_Page extract_

--- Begin ---

The sum to product identity of sine functions is written popularly in trigonometry in any one of the following three forms. Now, let us learn how to prove the sum to product transformation identity of sine functions.

$(1). \,\,\,$ $\sin{\alpha}+\sin{\beta}$ $\,=\,$ $2\sin{\Bigg(\dfrac{\alpha+\beta}{2}\Bigg)}\cos{\Bigg(\dfrac{\alpha-\beta}{2}\Bigg)}$

$(2). \,\,\,$ $\sin{x}+\sin{y}$ $\,=\,$ $2\sin{\Bigg(\dfrac{x+y}{2}\Bigg)}\cos{\Bigg(\dfrac{x-y}{2}\Bigg)}$

$(3). \,\,\,$ $\sin{C}+\sin{D}$ $\,=\,$ $2\sin{\Bigg(\dfrac{C+D}{2}\Bigg)}\cos{\Bigg(\dfrac{C-D}{2}\Bigg)}$

When $\alpha$ and $\beta$ represent the angles of right triangles, the sine of angle alpha is written as $\sin{\alpha}$ and sine of angle beta is written as $\sin{\beta}$ in mathematics.

Write the both sine functions in a row by displaying a plus sign between them for expressing the addition of sine functions in mathematical form.

$\implies$ $\sin{\alpha}+\sin{\beta}$

Let’s assume that $\alpha \,=\, a+b$ and $\beta \,=\, a-b$. Now, substitute them in the above trigonometric expression.

$\implies$ $\sin{\alpha}+\sin{\beta}$ $\,=\,$ $\sin{(a+b)}$ $+$ $\sin{(a-b)}$

The sines of compound angles can be expanded by the angle sum and angle difference trigonometric identities of sine functions.

$\implies$ $\sin{\alpha}+\sin{\beta}$ $\,=\,$ $\Big(\sin{a}\cos{b}$ $+$ $\cos{a}\sin{b}\Big)$ $+$ $\Big(\sin{a}\cos{b}$ $-$ $\cos{a}\sin{b}\Big)$

The trigonometric expression in the right hand side of the equation can be simplified by the fundamental mathematical operations.

$=\,\,\,$ $\sin{a}\cos{b}$ $+$ $\cos{a}\sin{b}$ $+$ $\sin{a}\cos{b}$ $-$ $\cos{a}\sin{b}$

$=\,\,\,$ $\sin{a}\cos{b}$ $+$ $\sin{a}\cos{b}$ $+$ $\cos{a}\sin{b}$ $-$ $\cos{a}\sin{b}$

$=\,\,\,$ $2\sin{a}\cos{b}$ $+$ $\require{cancel} \cancel{\cos{a}\sin{b}}$ $-$ $\require{cancel} \cancel{\cos{a}\sin{b}}$

$\,\,\, \therefore \,\,\,\,\,\,$ $\sin{x}+\sin{y}$ $\,=\,$ $2\sin{a}\cos{b}$

Therefore, it is successfully transformed the sum of the sin functions into product form but the product form is in terms of $a$ and $b$. So, they should be expressed in terms of $\alpha$ and $\beta$.

--- End ---

_Given problem 1_
On the sine identity page, what values are assumed for alpha and beta before they are substituted?
The rows that come next are unrelated to the sine identity page.

Entries for labeling bounding boxes
--- Begin ---

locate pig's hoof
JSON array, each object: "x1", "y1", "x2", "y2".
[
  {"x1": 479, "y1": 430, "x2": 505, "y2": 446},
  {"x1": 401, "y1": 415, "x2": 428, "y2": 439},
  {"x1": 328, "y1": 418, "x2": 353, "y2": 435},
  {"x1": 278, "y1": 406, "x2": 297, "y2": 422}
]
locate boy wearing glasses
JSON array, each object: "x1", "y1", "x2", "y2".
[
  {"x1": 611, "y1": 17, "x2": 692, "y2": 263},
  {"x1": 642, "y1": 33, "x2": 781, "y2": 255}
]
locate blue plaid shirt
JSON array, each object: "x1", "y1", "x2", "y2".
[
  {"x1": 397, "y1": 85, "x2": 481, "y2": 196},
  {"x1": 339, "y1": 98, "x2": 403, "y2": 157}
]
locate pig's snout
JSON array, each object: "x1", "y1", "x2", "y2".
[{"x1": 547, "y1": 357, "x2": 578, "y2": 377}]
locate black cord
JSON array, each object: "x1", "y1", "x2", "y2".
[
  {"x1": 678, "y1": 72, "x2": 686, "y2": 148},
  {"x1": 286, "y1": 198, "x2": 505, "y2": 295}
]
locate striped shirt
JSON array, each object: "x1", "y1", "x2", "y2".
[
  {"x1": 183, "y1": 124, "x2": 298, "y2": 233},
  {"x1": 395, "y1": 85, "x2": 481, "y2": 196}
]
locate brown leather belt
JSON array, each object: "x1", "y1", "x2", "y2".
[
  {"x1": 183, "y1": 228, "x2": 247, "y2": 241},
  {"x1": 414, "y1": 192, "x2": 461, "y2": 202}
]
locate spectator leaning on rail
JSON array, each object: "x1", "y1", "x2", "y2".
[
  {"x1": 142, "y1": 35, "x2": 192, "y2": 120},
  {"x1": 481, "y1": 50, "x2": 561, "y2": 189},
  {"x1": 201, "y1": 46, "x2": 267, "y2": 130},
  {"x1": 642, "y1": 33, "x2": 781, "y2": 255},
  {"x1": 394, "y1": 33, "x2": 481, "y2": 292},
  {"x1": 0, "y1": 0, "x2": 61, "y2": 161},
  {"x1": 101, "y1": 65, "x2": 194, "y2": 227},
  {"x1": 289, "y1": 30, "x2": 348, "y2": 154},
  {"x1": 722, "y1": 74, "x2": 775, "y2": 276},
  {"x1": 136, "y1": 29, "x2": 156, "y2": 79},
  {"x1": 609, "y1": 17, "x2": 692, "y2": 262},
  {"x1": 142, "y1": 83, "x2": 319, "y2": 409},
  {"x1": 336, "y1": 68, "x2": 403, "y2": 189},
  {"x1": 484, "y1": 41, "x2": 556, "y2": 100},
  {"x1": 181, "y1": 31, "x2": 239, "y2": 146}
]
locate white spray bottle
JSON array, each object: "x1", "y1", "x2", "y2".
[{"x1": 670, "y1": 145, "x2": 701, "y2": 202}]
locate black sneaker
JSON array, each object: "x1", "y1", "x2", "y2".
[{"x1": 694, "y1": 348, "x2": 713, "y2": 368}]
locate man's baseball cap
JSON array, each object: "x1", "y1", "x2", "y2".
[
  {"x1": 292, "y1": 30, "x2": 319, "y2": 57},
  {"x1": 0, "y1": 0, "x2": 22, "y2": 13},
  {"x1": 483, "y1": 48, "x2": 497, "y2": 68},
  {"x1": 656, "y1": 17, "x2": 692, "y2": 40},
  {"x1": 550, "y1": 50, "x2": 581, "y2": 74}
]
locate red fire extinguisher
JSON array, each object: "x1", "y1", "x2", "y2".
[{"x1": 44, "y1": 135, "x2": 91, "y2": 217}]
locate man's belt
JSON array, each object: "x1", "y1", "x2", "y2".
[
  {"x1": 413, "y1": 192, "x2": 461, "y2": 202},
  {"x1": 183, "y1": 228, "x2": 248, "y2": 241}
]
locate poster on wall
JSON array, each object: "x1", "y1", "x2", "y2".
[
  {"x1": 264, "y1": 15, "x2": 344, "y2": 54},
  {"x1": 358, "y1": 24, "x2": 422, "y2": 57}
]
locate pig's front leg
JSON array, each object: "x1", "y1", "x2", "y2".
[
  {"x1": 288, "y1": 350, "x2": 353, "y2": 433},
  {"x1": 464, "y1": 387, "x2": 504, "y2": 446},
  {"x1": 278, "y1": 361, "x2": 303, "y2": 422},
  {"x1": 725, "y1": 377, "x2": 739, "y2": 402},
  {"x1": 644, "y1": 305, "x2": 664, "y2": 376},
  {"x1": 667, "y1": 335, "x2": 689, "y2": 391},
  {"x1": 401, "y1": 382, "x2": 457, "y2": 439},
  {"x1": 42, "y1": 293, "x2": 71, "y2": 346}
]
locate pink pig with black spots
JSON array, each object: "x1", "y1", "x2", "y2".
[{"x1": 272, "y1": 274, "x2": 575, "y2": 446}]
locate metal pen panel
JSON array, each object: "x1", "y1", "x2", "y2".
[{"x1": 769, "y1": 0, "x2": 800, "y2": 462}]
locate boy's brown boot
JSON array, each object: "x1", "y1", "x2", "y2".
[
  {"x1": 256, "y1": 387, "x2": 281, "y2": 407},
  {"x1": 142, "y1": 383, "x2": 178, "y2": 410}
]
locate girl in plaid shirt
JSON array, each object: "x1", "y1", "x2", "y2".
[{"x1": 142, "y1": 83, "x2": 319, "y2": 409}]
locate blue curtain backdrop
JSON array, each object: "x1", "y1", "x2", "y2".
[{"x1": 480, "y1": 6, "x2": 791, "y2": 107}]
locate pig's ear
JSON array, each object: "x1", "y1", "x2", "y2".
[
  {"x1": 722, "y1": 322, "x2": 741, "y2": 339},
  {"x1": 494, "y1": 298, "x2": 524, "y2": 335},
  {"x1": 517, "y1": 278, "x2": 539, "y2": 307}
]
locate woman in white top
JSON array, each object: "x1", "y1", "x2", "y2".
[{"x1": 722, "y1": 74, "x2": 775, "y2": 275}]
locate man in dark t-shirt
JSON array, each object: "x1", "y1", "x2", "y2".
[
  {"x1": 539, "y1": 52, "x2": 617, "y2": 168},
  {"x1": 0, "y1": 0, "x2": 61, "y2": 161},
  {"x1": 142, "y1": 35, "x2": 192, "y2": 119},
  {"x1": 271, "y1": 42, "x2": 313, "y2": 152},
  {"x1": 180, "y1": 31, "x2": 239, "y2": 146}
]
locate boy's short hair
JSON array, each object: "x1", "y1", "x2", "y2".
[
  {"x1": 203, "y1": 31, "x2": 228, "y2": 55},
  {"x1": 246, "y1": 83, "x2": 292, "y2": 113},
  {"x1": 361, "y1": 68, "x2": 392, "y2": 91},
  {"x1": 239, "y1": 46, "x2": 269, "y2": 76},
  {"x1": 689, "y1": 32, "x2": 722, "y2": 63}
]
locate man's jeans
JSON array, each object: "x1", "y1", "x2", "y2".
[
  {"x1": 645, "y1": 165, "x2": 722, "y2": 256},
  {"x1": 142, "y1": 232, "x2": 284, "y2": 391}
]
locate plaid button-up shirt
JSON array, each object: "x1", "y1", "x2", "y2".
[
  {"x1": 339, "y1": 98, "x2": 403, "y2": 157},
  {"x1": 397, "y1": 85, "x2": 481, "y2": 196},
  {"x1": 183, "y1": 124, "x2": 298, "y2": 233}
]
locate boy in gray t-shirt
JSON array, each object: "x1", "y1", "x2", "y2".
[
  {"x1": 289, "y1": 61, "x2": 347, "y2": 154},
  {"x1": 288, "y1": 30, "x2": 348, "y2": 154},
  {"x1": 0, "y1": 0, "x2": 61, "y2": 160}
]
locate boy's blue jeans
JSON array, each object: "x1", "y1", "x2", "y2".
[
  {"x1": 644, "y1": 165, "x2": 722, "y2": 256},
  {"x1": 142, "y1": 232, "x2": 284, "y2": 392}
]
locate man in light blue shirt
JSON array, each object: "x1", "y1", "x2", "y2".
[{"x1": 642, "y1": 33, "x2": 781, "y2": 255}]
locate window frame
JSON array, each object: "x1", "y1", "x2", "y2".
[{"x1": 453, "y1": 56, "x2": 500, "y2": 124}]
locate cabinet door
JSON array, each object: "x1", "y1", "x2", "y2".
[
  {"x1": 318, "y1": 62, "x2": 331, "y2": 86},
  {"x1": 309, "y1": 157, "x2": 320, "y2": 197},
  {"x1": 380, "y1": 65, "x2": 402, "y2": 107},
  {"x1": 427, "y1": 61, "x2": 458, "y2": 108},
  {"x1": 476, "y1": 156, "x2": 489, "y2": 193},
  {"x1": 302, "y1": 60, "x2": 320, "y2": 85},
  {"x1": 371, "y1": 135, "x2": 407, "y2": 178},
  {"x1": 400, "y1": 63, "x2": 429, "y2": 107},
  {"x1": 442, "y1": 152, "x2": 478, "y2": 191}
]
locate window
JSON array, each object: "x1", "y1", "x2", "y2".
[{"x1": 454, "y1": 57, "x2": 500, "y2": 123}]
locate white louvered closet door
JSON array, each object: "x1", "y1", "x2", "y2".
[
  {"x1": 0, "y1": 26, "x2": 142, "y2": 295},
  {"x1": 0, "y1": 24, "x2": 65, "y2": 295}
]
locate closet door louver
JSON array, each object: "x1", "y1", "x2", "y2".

--- End ---

_Given problem 2_
Count the lines in the rows that contain the string "belt". Reply with the number alone.

_Solution 1_
Alpha is assumed to equal a + b, and beta is assumed to equal a − b.

_Solution 2_
2